> _Job_
Please write out the records again, switching "vertices" to "corner points" and leaving everything else unchanged.

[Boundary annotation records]

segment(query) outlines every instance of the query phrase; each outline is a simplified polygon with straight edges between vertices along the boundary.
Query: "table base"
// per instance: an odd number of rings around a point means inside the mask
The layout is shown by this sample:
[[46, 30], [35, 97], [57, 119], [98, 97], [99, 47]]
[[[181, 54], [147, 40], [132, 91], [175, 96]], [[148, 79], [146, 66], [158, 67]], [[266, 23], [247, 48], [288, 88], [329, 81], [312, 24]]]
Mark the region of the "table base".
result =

> _Task result_
segment(query) outlines every instance of the query phrase; each outline is a simplified polygon with straight edges between corner points along the boundary.
Query: "table base"
// per instance: an odd number of rings around a point means inside the mask
The layout is shown by this sample:
[[46, 30], [35, 97], [57, 119], [98, 97], [99, 47]]
[[[181, 54], [147, 40], [132, 91], [175, 96]], [[148, 79], [146, 66], [158, 67]], [[266, 23], [247, 48], [288, 88], [329, 81], [312, 24]]]
Mark the region of the "table base".
result =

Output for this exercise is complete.